» EXCERPTED PASSAGE
>>>>>

Assembling DocNow Data Flow

Dan Chudnov
Published in
9 min readMay 30, 2016

--

In this early phase of the DocNow project we are experimenting with a few technical approaches for gathering, analyzing, and presenting selected content to users for their review and refinement. Because one of the project’s goals is to put useful tools for this work in the hands of a wide range of people, we want everything we do under the hood to be reliable, repeatable, and amenable to a thoughtful user experience that meaningfully empowers scholars, archivists, and everyone else who uses DocNow. As such, there is a balance to be struck somewhere in between requiring someone to learn and understand the affordances of the Twitter API for themselves and hiding all of those details. As we work toward finding that balance, we want to be sure we minimize the drudgery of using the API and present summary results of collected data that illustrate patterns that might not be obvious.

The rest of this post reviews some aspects of the dnflow repository where we are collecting some of our prototyping code. To be clear, we are still in the early days of the project, and everything about the project’s eventual technical stack is up for discussion. In the meantime, we wanted to share some of our thinking along the way.

Reliable and repeatable data flow

A first piece we have been experimenting with is a repeatable workflow for incoming data. Whether we fetch data through the Twitter API within DocNow or ingest data procured by a scholar through other means, we need to be able to filter through and analyze that data, extract some summary details, and prepare those results for use in the UI. There are many ways to approach this kind of technical workflow. The first approach we’re testing is to define this workflow using Luigi, a Python library designed to “build complex pipelines of batch jobs” and “to address all the plumbing typically associated with long-running batch processes.” We distinguish between the data pipeline as a batch processing job and the user interface as a user-driven environment because we most need the data flow to be reliable and repeatable, whereas the user interface needs to be coherent and responsive. It’s okay for the data pipeline to take several minutes to complete as long as its results are correct, but we wouldn’t want to design a web app that made anyone stare at a spinning ball for several minutes.

<<<<<

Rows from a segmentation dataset
>>>>>

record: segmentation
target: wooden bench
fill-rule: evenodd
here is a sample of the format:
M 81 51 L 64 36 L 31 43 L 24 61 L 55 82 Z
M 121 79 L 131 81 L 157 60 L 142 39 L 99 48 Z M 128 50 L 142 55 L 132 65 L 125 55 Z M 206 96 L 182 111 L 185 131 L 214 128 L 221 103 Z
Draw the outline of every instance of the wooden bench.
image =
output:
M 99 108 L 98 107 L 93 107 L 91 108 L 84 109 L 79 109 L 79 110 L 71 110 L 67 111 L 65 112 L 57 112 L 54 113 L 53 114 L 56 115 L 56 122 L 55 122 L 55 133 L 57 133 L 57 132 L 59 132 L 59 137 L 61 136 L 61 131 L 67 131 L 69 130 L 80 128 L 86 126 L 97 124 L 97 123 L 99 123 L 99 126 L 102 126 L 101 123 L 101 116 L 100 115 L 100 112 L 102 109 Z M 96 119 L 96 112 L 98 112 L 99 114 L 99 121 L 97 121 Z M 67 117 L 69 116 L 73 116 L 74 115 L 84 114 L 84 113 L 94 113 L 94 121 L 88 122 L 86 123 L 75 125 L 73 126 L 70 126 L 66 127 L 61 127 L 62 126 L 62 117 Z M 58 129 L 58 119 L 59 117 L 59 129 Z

<<<<<

» EXERCISE INSTRUCTIONS
**a.** Copy out the passage of the DocNow data flow post from "In this early" up to and including "not be obvious.".
**b.** Answer these questions from the DocNow data flow post:
(i) In what repository is the project collecting some of its prototyping code?
(ii) Which Python library is the first approach using to define the data workflow?
(iii) What two qualities does the user interface need, in contrast to the data pipeline?

» THE RESULTS
**a.**
In this early phase of the DocNow project we are experimenting with a few technical approaches for gathering, analyzing, and presenting selected content to users for their review and refinement. Because one of the project’s goals is to put useful tools for this work in the hands of a wide range of people, we want everything we do under the hood to be reliable, repeatable, and amenable to a thoughtful user experience that meaningfully empowers scholars, archivists, and everyone else who uses DocNow. As such, there is a balance to be struck somewhere in between requiring someone to learn and understand the affordances of the Twitter API for themselves and hiding all of those details. As we work toward finding that balance, we want to be sure we minimize the drudgery of using the API and present summary results of collected data that illustrate patterns that might not be obvious.

**b.**
(i) The dnflow repository.
(ii) Luigi.
(iii) It needs to be coherent and responsive.